Please rewrite the entries below, changing "photograph" to "image" everywhere and keeping everything else the same. Leave the pictures out of your answer.

● ● ● ●

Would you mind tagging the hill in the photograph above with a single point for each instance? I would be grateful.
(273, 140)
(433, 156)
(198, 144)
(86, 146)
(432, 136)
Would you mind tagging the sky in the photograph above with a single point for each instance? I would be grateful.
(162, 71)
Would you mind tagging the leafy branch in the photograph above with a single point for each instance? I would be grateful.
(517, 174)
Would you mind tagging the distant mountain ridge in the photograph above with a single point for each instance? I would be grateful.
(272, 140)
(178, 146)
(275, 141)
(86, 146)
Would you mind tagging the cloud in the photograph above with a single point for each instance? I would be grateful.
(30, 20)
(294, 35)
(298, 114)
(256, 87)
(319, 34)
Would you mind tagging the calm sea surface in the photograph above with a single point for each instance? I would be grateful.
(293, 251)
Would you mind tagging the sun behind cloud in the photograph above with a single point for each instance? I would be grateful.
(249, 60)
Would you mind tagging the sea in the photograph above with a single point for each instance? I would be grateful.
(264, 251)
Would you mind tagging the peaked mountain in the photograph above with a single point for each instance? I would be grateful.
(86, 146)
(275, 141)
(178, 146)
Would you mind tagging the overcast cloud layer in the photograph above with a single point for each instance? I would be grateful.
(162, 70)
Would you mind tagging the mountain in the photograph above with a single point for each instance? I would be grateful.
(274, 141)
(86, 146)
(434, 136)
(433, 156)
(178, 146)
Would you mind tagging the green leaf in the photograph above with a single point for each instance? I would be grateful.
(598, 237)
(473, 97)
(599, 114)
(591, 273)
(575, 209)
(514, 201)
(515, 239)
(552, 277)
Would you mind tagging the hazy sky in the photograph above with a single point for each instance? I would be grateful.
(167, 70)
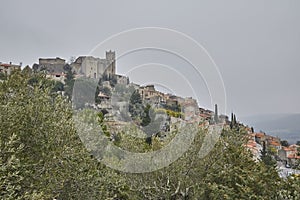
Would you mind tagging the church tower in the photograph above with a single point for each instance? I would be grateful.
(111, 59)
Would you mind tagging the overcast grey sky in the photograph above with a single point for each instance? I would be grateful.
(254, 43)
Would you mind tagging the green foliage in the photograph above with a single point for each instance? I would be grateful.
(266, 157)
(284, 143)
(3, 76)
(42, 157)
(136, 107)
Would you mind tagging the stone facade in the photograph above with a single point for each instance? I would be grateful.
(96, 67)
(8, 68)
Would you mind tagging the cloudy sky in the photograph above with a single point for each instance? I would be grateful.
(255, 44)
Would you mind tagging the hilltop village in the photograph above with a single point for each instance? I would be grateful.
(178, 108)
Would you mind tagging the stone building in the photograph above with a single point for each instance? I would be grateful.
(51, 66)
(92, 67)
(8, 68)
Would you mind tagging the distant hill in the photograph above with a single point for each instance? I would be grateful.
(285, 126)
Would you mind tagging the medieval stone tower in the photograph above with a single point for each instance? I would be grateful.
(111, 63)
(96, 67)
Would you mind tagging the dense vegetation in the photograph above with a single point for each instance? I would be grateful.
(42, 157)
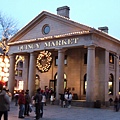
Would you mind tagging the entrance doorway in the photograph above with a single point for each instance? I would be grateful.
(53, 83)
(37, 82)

● ● ● ●

• SOLVED PROBLEM:
Would you mind tagging the hill in the image above with a single point for each instance? I would be grateful.
(273, 140)
(433, 156)
(198, 144)
(86, 146)
(432, 136)
Would you mind tagging the sky in the image above with a single point for each instance? I would be grateful.
(162, 71)
Would you mind tagging the leafy branch in the image above with a single point for each instance? I would be grateful.
(517, 174)
Would you mind tagging the distant mountain ridge in the image above with a single point for each instance? I would be grateful.
(272, 140)
(178, 146)
(275, 141)
(86, 146)
Would you mind tagging the cloud in the image above with a single point for each instance? I would be grateful.
(30, 20)
(294, 35)
(298, 114)
(256, 87)
(319, 34)
Would you mind tagging the calm sea surface in the image above with a single point for each instance? I would be grateful.
(293, 251)
Would you mind tagging the sun behind cloud in the image above with a single point for each instance? I would be grateful.
(249, 60)
Would you mind tagging the sea in the image above with a single point for each instance? I would be grateful.
(264, 251)
Would you mind tagging the peaked mountain in the image above with a single point for each instance? I would be grateful.
(86, 146)
(275, 141)
(178, 146)
Would you mind tagging the overcast cloud layer in the image above with a single point for each instance? I would be grateful.
(162, 70)
Would you mind tagging the mountain in the image above with a single point for each instance? I would be grateful.
(274, 141)
(86, 146)
(434, 136)
(433, 156)
(178, 146)
Would you mind tagging the green leaf in the image above with a single point for each instance? I would be grateful.
(598, 237)
(473, 97)
(599, 114)
(591, 273)
(575, 209)
(514, 201)
(515, 239)
(552, 277)
Would you mind tagging the hazy sky in the image above with a single point for each instance? I would be grateful.
(167, 70)
Would you mind tagging the church tower in the image above with a single point for each instance? I would be grateful.
(111, 59)
Would you mind tagging the overcast grey sky in the image above with a single point for each instance? I would be grateful.
(254, 43)
Would you mind tagging the green foliage in the image above with a single point for each instance? I would be grateful.
(266, 157)
(284, 143)
(3, 76)
(42, 157)
(136, 107)
Would you mind tagging the stone facade in the image above with a single point for each instance? I would be grateful.
(96, 67)
(8, 68)
Would you mind tagging the cloudy sky in the image above with a single point for each instance? I would be grateful.
(255, 44)
Would you mind tagging the hilltop village in the image above with a single point for each instance? I would be grateful.
(178, 108)
Would you mind tagging the stone building in the image above with a single point for each instance? I would be grateful.
(51, 66)
(92, 67)
(8, 68)
Would you mind tagging the distant hill in the image above with a single point for each instance? I would be grateful.
(285, 126)
Would you mind tagging the medieval stone tower in the image above with a single point for each instance? I would be grateful.
(111, 63)
(96, 67)
Would you mind tagging the dense vegetation in the image above with a single point for each instance? I would be grateful.
(42, 157)
Would you mind tagging the entrance doorway in the image above with a single point for each instance? I would be grateful.
(53, 83)
(37, 82)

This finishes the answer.